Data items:
┄┄┄┄┄┄

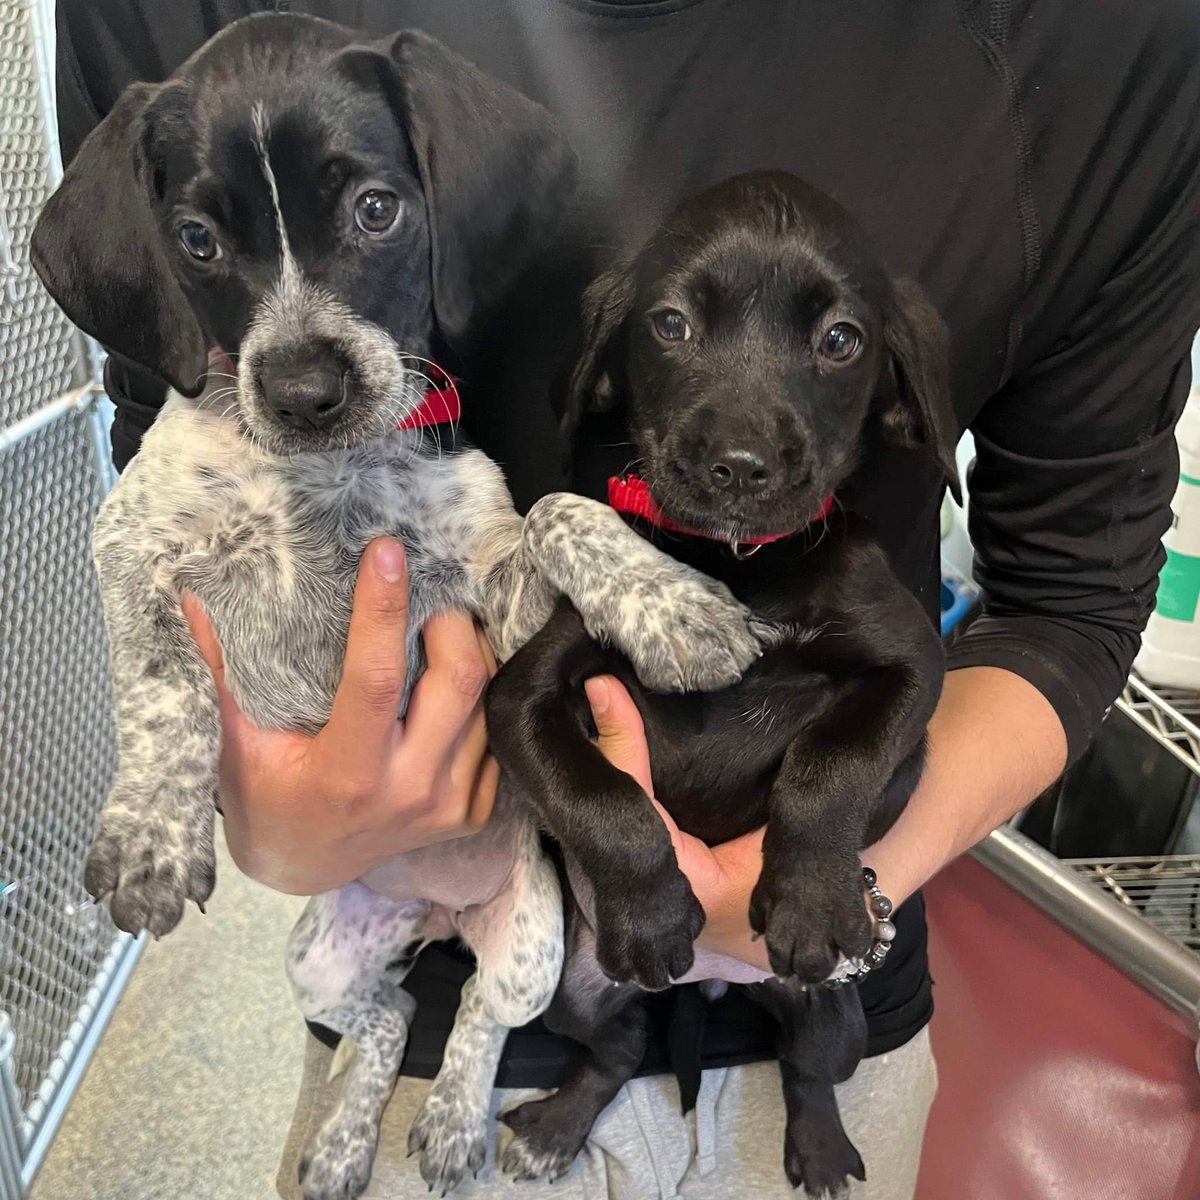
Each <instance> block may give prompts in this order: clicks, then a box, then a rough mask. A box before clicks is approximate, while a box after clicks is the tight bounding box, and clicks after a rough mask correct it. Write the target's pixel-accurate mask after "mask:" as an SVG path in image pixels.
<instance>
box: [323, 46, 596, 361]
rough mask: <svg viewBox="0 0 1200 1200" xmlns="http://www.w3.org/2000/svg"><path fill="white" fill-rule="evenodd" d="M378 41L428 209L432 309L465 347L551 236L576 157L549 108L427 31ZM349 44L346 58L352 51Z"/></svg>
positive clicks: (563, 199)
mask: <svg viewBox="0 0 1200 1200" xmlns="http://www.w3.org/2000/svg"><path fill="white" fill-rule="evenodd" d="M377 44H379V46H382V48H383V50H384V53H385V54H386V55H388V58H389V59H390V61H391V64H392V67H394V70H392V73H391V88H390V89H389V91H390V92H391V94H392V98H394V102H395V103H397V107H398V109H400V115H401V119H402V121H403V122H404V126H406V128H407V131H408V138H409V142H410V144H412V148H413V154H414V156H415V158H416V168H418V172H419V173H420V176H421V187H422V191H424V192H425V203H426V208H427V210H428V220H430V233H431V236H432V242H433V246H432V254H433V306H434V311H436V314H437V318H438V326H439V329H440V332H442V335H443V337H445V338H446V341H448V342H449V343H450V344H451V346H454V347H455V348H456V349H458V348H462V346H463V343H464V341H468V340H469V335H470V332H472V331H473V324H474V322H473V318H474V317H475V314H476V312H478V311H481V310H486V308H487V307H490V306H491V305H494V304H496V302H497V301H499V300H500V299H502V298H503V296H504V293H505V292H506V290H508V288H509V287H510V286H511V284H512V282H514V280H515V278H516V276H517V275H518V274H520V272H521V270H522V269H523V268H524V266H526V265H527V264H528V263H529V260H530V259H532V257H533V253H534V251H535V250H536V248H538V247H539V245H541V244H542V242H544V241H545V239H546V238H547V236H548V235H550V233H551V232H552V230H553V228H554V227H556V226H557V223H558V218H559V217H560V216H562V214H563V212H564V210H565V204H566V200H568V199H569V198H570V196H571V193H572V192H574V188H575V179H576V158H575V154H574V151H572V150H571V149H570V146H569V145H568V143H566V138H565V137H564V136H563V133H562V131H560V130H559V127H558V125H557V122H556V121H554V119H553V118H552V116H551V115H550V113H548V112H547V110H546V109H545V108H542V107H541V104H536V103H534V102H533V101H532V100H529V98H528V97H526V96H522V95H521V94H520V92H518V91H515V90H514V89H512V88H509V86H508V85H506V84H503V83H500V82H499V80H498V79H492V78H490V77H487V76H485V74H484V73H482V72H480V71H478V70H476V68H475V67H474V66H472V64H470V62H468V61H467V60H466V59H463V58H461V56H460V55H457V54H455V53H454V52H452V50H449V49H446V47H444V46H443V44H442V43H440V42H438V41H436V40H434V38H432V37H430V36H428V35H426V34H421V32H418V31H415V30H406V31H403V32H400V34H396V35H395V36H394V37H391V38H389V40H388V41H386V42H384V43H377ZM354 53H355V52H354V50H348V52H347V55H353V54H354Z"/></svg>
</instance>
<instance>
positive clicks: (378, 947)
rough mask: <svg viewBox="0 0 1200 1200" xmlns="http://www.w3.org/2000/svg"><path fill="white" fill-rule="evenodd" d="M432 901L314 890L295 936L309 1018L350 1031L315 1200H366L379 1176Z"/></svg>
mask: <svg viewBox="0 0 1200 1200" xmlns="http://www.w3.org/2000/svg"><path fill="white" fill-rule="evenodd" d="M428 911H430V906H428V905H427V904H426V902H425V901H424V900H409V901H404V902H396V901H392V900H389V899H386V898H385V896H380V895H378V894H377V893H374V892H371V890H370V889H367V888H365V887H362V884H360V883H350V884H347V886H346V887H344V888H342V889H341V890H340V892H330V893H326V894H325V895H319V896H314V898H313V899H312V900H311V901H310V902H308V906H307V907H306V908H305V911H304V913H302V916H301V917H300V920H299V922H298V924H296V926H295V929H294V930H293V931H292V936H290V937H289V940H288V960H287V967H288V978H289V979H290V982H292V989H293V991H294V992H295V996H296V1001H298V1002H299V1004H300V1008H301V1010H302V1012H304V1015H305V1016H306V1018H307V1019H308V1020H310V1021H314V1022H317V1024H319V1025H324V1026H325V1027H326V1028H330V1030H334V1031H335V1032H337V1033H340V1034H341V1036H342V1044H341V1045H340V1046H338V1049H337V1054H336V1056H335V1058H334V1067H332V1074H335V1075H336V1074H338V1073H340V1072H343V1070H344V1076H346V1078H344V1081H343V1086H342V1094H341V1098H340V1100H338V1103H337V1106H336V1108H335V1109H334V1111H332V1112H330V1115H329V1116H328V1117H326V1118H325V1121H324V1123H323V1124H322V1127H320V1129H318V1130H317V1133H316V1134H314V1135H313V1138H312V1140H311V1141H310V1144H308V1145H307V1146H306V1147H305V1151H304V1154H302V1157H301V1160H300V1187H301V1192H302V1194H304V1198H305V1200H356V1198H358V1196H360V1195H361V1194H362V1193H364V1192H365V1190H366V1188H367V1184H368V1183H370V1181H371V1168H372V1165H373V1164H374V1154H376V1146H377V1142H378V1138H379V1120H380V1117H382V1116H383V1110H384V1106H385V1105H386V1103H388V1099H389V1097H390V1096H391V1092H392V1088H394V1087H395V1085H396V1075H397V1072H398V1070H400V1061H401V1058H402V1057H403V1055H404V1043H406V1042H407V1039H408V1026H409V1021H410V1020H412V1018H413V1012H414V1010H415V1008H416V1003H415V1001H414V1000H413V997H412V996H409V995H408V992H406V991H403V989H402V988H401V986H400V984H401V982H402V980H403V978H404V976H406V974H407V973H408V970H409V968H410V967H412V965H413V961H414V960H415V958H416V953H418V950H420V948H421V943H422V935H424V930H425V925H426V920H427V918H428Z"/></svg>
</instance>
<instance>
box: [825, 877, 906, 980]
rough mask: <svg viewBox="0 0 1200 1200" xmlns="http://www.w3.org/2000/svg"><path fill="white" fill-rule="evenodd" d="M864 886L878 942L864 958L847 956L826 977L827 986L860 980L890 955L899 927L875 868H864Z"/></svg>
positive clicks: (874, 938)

┄┄┄┄┄┄

Reproduce exactly every line between the line with "886L878 942L864 958L847" and the last line of the records above, both included.

rough mask: <svg viewBox="0 0 1200 1200" xmlns="http://www.w3.org/2000/svg"><path fill="white" fill-rule="evenodd" d="M864 886L878 942L864 958L847 956L826 977L827 986L860 980L890 955L899 927L875 868H864Z"/></svg>
positive clicks: (874, 938)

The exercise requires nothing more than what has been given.